### TEXTO EXTRAÍDO
Já na largada, Pietro, de 1 ano, filho de Dora Santos, arrumadeira numa casa de São Paulo, sai em desvantagem em relação a Nina, com exatamente a mesma idade, filha da advogada Sabrina Beltrame, também da capital paulista.
Num ranking organizado pelo Banco Mundial com 35 países de Europa, África e América Latina para avaliar a igualdade de oportunidades entre seus cidadãos, o Brasil aparece em penúltimo lugar.
“Fomos um dos poucos países que melhoraram a distribuição de renda nos últimos anos, mas se quisermos continuar avançando teremos de equalizar as oportunidades”, diz Armínio Fraga, ex-presidente do Banco Central que tem aconselhado o senador Aécio Neves, pré-candidato doPSDB à Presidência da República.

### TAREFA PROPOSTA
Transcreva, sem nenhuma alteração, o trecho do texto sobre igualdade de oportunidades que começa nas palavras "Já na largada, Pietro, de" e termina logo após "Presidência da República.".

### DADOS PARA ANÁLISE

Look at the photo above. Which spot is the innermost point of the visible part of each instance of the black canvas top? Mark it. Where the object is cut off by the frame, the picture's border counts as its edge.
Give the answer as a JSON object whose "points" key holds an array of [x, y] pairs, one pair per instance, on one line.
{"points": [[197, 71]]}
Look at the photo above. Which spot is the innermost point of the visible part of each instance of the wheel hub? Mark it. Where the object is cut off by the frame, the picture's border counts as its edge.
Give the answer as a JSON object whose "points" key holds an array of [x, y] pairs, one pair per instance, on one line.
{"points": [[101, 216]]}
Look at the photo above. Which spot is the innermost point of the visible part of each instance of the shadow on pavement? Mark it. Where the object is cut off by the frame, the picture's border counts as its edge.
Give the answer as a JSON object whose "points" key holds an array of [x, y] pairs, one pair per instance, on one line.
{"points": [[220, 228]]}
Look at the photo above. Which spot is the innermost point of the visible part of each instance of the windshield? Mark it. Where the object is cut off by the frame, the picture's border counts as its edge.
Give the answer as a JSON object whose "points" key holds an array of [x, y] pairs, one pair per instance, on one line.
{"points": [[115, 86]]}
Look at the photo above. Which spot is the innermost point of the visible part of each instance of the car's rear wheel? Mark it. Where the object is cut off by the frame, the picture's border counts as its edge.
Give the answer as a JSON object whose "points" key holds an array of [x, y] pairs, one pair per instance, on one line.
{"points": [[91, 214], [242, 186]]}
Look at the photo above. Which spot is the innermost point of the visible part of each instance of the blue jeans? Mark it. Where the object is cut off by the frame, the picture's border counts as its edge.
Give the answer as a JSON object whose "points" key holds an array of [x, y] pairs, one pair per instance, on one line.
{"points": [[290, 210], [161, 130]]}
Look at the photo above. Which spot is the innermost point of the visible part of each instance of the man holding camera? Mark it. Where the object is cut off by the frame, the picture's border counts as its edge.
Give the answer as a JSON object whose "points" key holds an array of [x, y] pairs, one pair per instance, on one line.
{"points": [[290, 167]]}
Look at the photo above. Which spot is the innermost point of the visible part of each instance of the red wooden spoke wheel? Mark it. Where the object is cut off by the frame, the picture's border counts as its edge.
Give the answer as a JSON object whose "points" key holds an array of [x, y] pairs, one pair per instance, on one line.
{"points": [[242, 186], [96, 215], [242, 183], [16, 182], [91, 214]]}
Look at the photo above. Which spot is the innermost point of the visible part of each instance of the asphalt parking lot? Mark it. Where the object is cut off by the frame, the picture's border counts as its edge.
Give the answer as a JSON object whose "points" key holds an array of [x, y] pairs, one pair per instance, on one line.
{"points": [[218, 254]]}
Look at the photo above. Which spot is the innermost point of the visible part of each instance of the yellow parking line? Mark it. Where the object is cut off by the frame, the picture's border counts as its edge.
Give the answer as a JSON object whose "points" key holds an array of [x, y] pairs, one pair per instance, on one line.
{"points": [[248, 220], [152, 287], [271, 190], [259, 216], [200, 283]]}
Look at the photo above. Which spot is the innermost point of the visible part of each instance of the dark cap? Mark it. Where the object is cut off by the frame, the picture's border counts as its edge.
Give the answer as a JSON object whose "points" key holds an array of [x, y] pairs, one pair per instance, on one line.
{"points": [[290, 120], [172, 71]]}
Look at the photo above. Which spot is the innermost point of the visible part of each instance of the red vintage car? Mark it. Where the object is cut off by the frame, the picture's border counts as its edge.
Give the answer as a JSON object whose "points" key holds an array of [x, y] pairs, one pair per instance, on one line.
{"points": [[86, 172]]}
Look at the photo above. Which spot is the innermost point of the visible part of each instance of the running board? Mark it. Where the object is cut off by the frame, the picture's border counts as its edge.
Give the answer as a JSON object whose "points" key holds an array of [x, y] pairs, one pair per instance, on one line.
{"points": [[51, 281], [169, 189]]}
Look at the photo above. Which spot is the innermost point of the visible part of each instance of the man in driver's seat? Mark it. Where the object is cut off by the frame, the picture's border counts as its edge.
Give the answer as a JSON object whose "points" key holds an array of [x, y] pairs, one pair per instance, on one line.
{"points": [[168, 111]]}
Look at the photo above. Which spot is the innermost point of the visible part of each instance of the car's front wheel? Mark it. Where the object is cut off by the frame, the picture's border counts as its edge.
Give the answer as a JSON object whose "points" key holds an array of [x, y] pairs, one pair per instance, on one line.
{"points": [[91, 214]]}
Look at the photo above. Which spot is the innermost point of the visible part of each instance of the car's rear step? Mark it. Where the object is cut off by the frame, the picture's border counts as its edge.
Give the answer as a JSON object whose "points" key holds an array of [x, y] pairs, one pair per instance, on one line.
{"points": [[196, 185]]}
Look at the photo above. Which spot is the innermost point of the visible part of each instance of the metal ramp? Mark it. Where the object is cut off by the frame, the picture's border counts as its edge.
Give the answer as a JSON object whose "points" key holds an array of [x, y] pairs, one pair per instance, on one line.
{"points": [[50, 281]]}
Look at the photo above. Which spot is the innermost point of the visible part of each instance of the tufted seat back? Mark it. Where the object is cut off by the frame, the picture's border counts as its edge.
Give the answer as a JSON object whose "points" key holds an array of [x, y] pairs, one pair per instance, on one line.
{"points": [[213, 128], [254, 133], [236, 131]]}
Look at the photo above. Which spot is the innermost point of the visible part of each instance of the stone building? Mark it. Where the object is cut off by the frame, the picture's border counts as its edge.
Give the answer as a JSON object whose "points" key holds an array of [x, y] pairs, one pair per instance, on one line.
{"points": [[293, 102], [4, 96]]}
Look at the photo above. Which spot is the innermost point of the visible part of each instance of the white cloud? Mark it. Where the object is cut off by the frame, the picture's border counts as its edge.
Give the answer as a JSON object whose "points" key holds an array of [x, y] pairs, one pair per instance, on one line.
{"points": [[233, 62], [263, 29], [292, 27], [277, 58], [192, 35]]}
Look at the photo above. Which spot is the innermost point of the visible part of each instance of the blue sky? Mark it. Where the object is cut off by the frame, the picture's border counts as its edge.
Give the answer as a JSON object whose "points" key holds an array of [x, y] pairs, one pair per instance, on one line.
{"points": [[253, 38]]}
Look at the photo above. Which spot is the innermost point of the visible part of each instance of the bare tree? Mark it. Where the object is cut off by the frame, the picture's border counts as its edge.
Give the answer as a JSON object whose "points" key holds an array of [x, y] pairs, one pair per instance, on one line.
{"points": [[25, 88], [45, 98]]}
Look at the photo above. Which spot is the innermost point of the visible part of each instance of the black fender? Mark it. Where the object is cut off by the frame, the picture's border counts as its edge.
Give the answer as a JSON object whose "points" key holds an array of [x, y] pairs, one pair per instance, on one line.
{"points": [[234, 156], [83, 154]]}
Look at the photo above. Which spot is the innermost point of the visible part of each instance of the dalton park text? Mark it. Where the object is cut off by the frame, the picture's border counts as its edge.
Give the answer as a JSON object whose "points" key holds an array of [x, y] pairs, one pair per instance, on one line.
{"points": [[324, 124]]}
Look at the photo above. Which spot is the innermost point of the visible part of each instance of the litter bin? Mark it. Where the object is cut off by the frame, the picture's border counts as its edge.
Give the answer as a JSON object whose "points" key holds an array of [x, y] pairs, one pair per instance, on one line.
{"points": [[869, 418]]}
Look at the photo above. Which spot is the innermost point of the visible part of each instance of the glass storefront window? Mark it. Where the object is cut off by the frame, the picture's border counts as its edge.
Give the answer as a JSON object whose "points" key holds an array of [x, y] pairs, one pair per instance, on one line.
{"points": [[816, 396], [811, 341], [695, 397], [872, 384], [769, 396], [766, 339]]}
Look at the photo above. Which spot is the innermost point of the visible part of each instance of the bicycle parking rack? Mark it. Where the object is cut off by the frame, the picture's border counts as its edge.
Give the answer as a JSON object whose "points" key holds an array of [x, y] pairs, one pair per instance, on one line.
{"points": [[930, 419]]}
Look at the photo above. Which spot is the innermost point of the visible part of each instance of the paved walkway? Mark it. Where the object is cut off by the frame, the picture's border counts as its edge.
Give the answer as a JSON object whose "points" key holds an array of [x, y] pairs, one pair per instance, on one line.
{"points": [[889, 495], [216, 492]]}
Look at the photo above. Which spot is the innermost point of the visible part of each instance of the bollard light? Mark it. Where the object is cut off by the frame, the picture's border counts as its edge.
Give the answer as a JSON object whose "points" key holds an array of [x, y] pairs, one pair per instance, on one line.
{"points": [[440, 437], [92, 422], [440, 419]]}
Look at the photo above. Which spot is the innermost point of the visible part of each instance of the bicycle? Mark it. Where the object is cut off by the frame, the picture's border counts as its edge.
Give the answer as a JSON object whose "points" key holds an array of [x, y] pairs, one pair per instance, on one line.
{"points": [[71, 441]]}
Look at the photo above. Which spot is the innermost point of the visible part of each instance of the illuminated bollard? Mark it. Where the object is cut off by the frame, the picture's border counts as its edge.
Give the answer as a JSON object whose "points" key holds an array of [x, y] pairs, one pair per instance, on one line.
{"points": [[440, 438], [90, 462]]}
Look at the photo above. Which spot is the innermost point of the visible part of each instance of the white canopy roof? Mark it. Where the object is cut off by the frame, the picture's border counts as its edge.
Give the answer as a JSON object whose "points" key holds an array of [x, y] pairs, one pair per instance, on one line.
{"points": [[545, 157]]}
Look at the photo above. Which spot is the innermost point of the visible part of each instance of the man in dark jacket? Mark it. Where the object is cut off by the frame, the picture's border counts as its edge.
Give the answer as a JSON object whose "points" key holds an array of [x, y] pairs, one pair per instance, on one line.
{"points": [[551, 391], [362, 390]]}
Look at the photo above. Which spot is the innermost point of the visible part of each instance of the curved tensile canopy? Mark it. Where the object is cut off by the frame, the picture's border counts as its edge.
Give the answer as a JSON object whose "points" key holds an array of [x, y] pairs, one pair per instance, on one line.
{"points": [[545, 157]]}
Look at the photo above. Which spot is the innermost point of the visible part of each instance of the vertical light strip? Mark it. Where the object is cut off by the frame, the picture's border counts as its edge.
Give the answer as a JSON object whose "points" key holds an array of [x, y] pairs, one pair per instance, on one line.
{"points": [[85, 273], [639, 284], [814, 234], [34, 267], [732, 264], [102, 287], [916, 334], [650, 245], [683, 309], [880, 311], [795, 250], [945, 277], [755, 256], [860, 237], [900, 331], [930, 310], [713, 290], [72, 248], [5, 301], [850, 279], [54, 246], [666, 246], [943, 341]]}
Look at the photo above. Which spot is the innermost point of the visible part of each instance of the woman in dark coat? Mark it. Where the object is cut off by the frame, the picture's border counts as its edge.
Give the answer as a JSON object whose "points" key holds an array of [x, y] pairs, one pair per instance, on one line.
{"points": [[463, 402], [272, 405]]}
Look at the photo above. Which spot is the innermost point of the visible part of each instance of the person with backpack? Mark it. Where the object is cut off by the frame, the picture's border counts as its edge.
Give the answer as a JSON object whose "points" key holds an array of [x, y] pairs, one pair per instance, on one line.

### RESPOSTA DO EXERCÍCIO
Já na largada, Pietro, de 1 ano, filho de Dora Santos, arrumadeira numa casa de São Paulo, sai em desvantagem em relação a Nina, com exatamente a mesma idade, filha da advogada Sabrina Beltrame, também da capital paulista.
Num ranking organizado pelo Banco Mundial com 35 países de Europa, África e América Latina para avaliar a igualdade de oportunidades entre seus cidadãos, o Brasil aparece em penúltimo lugar.
“Fomos um dos poucos países que melhoraram a distribuição de renda nos últimos anos, mas se quisermos continuar avançando teremos de equalizar as oportunidades”, diz Armínio Fraga, ex-presidente do Banco Central que tem aconselhado o senador Aécio Neves, pré-candidato doPSDB à Presidência da República.